**TASK GOAL**
Please put the entries below into a numbered list, skipping any blank lines and leaving the pictures out.

**AVAILABLE RECORDS**

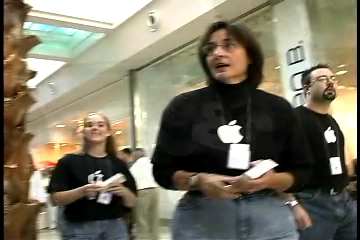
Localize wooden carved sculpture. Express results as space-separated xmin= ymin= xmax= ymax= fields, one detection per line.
xmin=4 ymin=0 xmax=42 ymax=240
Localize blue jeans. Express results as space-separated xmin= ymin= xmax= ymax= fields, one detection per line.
xmin=296 ymin=190 xmax=357 ymax=240
xmin=59 ymin=219 xmax=128 ymax=240
xmin=172 ymin=191 xmax=298 ymax=240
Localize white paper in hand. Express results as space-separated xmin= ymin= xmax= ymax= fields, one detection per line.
xmin=97 ymin=173 xmax=126 ymax=190
xmin=243 ymin=159 xmax=279 ymax=179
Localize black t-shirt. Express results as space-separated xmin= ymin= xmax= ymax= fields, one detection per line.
xmin=152 ymin=83 xmax=312 ymax=192
xmin=295 ymin=106 xmax=349 ymax=191
xmin=48 ymin=154 xmax=136 ymax=222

**SOLUTION FOR THIS TASK**
1. Localize wooden carved sculpture. Express results as space-separated xmin= ymin= xmax= ymax= fields, one detection per line.
2. xmin=4 ymin=0 xmax=42 ymax=240
3. Localize blue jeans. Express results as space-separated xmin= ymin= xmax= ymax= fields, one detection per line.
4. xmin=296 ymin=190 xmax=357 ymax=240
5. xmin=59 ymin=219 xmax=128 ymax=240
6. xmin=172 ymin=191 xmax=298 ymax=240
7. Localize white paper in hand. Express results as space-separated xmin= ymin= xmax= ymax= fields, one detection per line.
8. xmin=97 ymin=173 xmax=126 ymax=190
9. xmin=243 ymin=159 xmax=279 ymax=179
10. Localize black t-shirt. Express results as space-separated xmin= ymin= xmax= ymax= fields, one detection per line.
11. xmin=152 ymin=83 xmax=312 ymax=192
12. xmin=295 ymin=106 xmax=349 ymax=191
13. xmin=48 ymin=154 xmax=136 ymax=222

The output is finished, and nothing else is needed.